* _Provided records_:
- - - - - - -

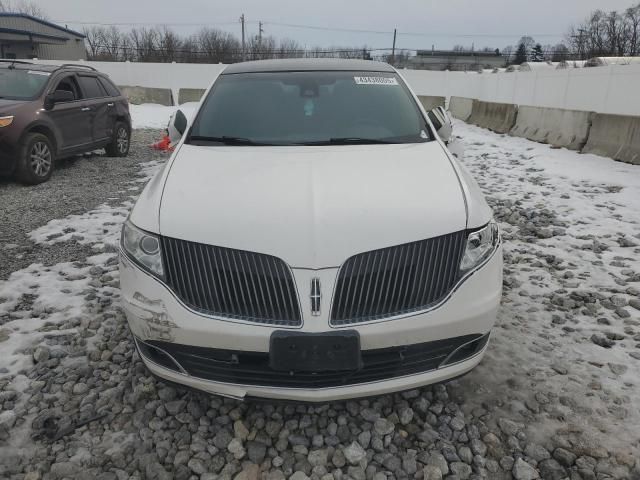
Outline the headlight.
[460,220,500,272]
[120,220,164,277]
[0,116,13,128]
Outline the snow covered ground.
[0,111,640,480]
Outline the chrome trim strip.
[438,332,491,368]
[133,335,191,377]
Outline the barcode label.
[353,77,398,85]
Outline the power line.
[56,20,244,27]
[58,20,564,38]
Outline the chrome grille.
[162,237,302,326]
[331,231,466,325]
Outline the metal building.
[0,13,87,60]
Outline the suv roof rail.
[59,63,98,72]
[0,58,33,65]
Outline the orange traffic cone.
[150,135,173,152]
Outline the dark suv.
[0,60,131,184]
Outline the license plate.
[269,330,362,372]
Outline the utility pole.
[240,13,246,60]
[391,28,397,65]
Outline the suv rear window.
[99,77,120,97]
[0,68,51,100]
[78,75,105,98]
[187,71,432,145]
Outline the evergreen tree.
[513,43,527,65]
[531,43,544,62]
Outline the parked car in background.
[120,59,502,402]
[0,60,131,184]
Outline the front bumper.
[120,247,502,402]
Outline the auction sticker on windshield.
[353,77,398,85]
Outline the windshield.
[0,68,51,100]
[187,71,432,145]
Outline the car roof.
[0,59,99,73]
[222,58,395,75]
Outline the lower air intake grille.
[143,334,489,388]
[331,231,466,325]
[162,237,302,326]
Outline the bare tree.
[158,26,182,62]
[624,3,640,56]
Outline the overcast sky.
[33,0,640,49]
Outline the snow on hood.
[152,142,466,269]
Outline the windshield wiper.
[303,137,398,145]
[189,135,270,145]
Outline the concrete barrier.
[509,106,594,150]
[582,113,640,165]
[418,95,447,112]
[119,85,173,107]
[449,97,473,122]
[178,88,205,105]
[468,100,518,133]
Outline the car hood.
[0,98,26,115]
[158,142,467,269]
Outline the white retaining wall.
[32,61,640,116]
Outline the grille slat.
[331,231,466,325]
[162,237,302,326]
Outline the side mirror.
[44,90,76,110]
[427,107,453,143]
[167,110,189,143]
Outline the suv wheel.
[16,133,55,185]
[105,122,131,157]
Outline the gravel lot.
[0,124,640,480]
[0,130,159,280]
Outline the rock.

- - - - - - -

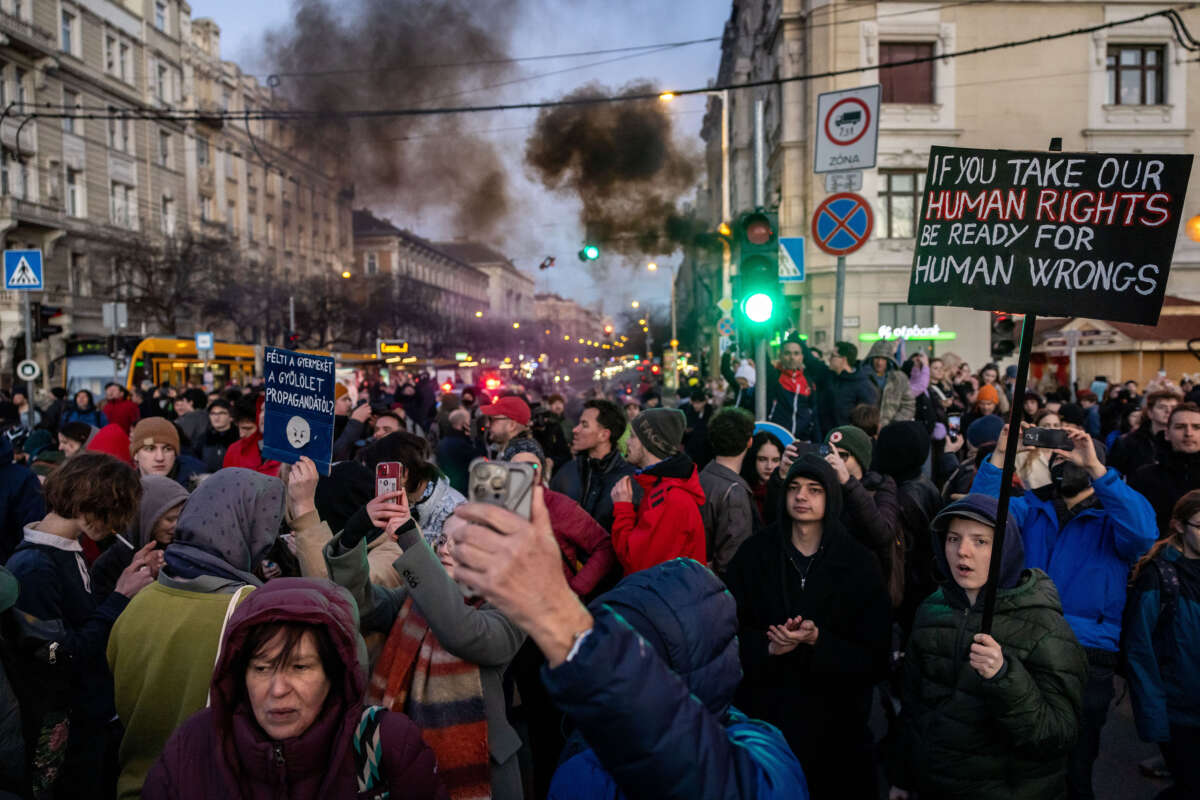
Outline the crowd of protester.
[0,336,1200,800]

- - - - - - -

* _What you are asked to do_: Format the rows from the line with "Outline the front bumper." to the line with "[33,0,640,49]" as a Markdown table with two columns: Number, holding a running count, and Content, holding the line itself. Skip any blank lines.

* _Result of the task_:
| Number | Content |
|---|---|
| 1 | Outline the front bumper. |
| 2 | [120,247,502,402] |
| 3 | Outline the auction sticker on windshield. |
| 4 | [353,77,398,85] |
| 5 | Outline the windshield. |
| 6 | [0,68,51,100] |
| 7 | [187,71,432,145] |
| 8 | Outline the car roof. |
| 9 | [0,59,99,73] |
| 10 | [222,58,395,75] |
| 11 | Outline the lower air intake grille. |
| 12 | [143,334,489,388] |
| 13 | [331,231,466,325] |
| 14 | [162,237,302,326] |
| 15 | Outline the bare tree. |
| 16 | [158,26,182,62] |
| 17 | [624,3,640,56] |
| 18 | Outline the overcast sky. |
| 19 | [33,0,640,49] |